*** Opening of Entries provided ***
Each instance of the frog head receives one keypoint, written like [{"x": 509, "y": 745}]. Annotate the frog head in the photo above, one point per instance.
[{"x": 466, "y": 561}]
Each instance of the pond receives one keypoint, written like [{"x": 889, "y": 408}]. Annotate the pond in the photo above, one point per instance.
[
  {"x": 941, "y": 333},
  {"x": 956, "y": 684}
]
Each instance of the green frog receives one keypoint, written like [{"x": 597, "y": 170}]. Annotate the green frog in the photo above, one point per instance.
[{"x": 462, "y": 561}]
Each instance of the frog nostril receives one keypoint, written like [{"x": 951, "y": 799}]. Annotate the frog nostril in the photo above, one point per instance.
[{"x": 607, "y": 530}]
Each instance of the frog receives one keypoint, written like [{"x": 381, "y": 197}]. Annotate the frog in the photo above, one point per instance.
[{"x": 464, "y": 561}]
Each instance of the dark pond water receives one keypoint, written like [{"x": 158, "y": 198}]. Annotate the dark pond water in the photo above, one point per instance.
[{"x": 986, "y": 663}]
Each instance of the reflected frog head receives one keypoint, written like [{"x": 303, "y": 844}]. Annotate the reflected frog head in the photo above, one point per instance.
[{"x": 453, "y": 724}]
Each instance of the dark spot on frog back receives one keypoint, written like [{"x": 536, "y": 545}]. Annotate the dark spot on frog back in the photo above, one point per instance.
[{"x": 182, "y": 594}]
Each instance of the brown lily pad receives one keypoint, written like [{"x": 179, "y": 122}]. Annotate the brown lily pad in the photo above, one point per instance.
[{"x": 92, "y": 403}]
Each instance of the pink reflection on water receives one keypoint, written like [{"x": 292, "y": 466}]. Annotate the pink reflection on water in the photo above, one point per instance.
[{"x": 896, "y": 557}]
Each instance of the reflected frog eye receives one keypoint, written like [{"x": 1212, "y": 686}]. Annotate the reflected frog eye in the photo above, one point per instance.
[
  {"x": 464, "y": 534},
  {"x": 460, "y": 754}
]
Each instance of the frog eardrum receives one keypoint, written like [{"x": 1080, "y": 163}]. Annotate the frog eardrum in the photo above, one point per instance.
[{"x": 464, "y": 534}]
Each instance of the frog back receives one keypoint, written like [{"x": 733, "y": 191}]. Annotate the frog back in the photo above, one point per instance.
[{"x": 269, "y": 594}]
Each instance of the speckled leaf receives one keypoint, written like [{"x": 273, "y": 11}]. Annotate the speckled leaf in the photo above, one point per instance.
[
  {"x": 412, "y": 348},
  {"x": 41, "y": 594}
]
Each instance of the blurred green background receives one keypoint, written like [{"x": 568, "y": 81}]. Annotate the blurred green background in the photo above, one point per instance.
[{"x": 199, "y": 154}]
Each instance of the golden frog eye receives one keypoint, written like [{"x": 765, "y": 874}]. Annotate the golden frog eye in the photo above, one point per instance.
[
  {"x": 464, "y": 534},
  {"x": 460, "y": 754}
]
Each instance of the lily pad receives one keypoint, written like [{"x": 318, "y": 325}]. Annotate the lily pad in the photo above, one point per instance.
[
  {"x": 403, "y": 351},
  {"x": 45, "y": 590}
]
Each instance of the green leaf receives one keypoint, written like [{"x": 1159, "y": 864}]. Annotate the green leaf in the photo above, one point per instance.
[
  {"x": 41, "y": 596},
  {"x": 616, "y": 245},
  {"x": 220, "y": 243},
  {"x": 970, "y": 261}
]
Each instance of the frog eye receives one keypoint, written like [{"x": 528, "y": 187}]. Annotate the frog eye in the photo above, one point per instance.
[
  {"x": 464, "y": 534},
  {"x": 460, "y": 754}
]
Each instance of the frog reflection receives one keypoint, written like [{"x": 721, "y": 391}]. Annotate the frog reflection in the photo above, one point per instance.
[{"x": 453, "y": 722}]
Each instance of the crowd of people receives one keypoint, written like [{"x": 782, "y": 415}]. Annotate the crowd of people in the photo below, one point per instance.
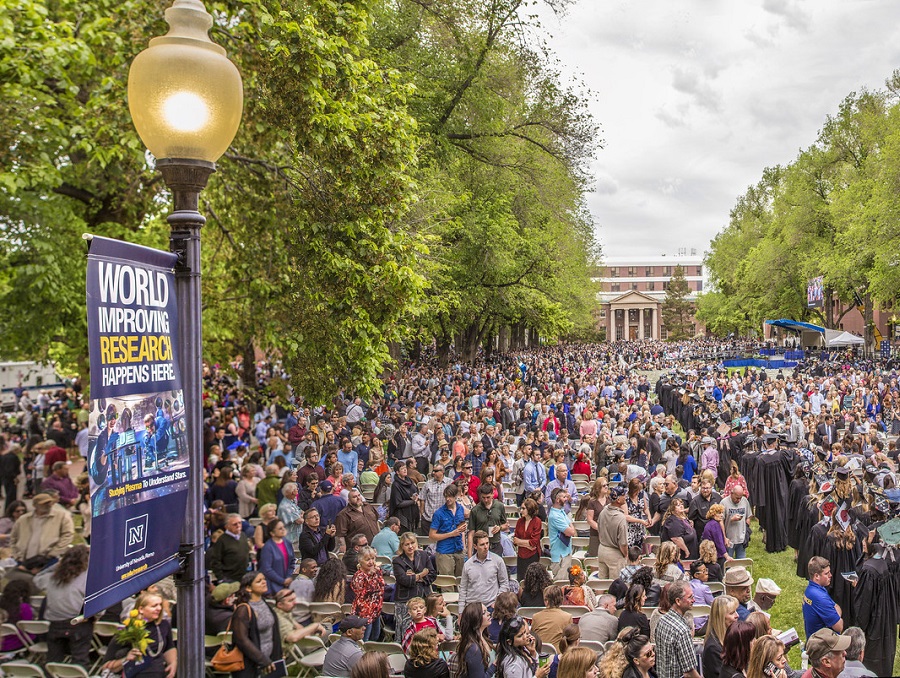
*** Close of Entries provided ***
In your copy, include no pictures; print every line above exactly.

Each instance of the frog head receives one keypoint, written like [{"x": 509, "y": 745}]. Annotate the frog head in the photo above, one point per instance.
[{"x": 466, "y": 561}]
Each instance of the pond receives one keypoint, written like [{"x": 889, "y": 408}]. Annotate the pond in the photo above, one point per instance.
[
  {"x": 941, "y": 333},
  {"x": 956, "y": 684}
]
Each instance of the green frog receives one keypoint, written like [{"x": 597, "y": 170}]. Annotate the green frog in the photo above, one point per instance.
[{"x": 462, "y": 561}]
Each instance of the frog nostril receives one keypoint, written like [{"x": 951, "y": 799}]. Annotate the frog nostril in the photo above, one point per instance.
[{"x": 607, "y": 530}]
Each instance of the frog receives one keypoint, written like [{"x": 381, "y": 197}]. Annotate the frog in the photo above, one point per instance.
[{"x": 464, "y": 561}]
Each instance of the dark pond water receives one keypoint, written like [{"x": 158, "y": 198}]. Annotate the dark pond water in the photo above, one point per instance.
[{"x": 986, "y": 663}]
Each instance of the reflected frog head receives one keypoint, written like [{"x": 303, "y": 844}]. Annotate the reflected frog head in the photo above, one point per instance.
[{"x": 453, "y": 724}]
Each instance of the dark spot on frog back receives one keypoint, written like [{"x": 536, "y": 545}]. Annotate the dark spot on frog back in the photo above, one point per instance.
[{"x": 182, "y": 594}]
Each instance of the brown lily pad receives one keypoint, written like [{"x": 179, "y": 122}]. Annotate the brown lily pad in the photo above, one point per instance.
[{"x": 92, "y": 403}]
Each instance of the pink reflection on water receives one keypoint, written like [{"x": 292, "y": 466}]. Annotate the pink reflection on water in the photo above, one point per instance.
[{"x": 896, "y": 557}]
Each instance of the reflected frog eye receives one keypoint, written like [{"x": 1212, "y": 686}]. Annotate the reflected frog eye in the photo above, one point per instance.
[
  {"x": 464, "y": 534},
  {"x": 460, "y": 754}
]
Each instance of the frog eardrum receives one keypoint, written like [{"x": 1080, "y": 163}]. Annotate the frog eardrum in the photo above, one point per instance.
[{"x": 464, "y": 534}]
Each instance of the frog back receives one keypoint, written like [{"x": 733, "y": 191}]. Annotate the frog back in the photo above, one point per instance.
[{"x": 269, "y": 594}]
Each instance of the speckled leaf receives one keypoint, written like [{"x": 273, "y": 11}]. Annotate the speckled leaf in the photo above, one point per instance.
[
  {"x": 412, "y": 348},
  {"x": 41, "y": 594}
]
Each instance of the blurred green background receives one keypoint, written like [{"x": 568, "y": 81}]. Annotate the blurred green background in the photo above, one point per instance.
[{"x": 199, "y": 154}]
Each instance of the golden frog eye receives one keypoint, written like [{"x": 765, "y": 874}]. Annotate the golden frog eye in the photo above, one point per instance.
[
  {"x": 464, "y": 534},
  {"x": 460, "y": 754}
]
Each instance of the lily pad receives one keypoint, written like [{"x": 318, "y": 325}]. Annotate the lily pad in the photo above, one point per instance.
[
  {"x": 403, "y": 351},
  {"x": 45, "y": 590}
]
Each instance of the green leaf receives one keypoint, written like [{"x": 1159, "y": 864}]. Annotate the green leaf in the photo above, one point per instance.
[
  {"x": 41, "y": 596},
  {"x": 616, "y": 245},
  {"x": 220, "y": 243},
  {"x": 970, "y": 261}
]
Each instance of the frog eye receives one keypoint, written like [{"x": 528, "y": 187}]. Annotate the frog eye in the photo above, one point per instance.
[
  {"x": 464, "y": 534},
  {"x": 460, "y": 754}
]
Each instance of the frog reflection receives one keypoint, written like [{"x": 721, "y": 391}]. Annotate the frog reflection in the photo above, one point per instance.
[{"x": 453, "y": 722}]
Each instance of the crowd of people receives one keypoint, written like [{"x": 782, "y": 415}]. Annotate the crowd of people in the photo below, one point per instance.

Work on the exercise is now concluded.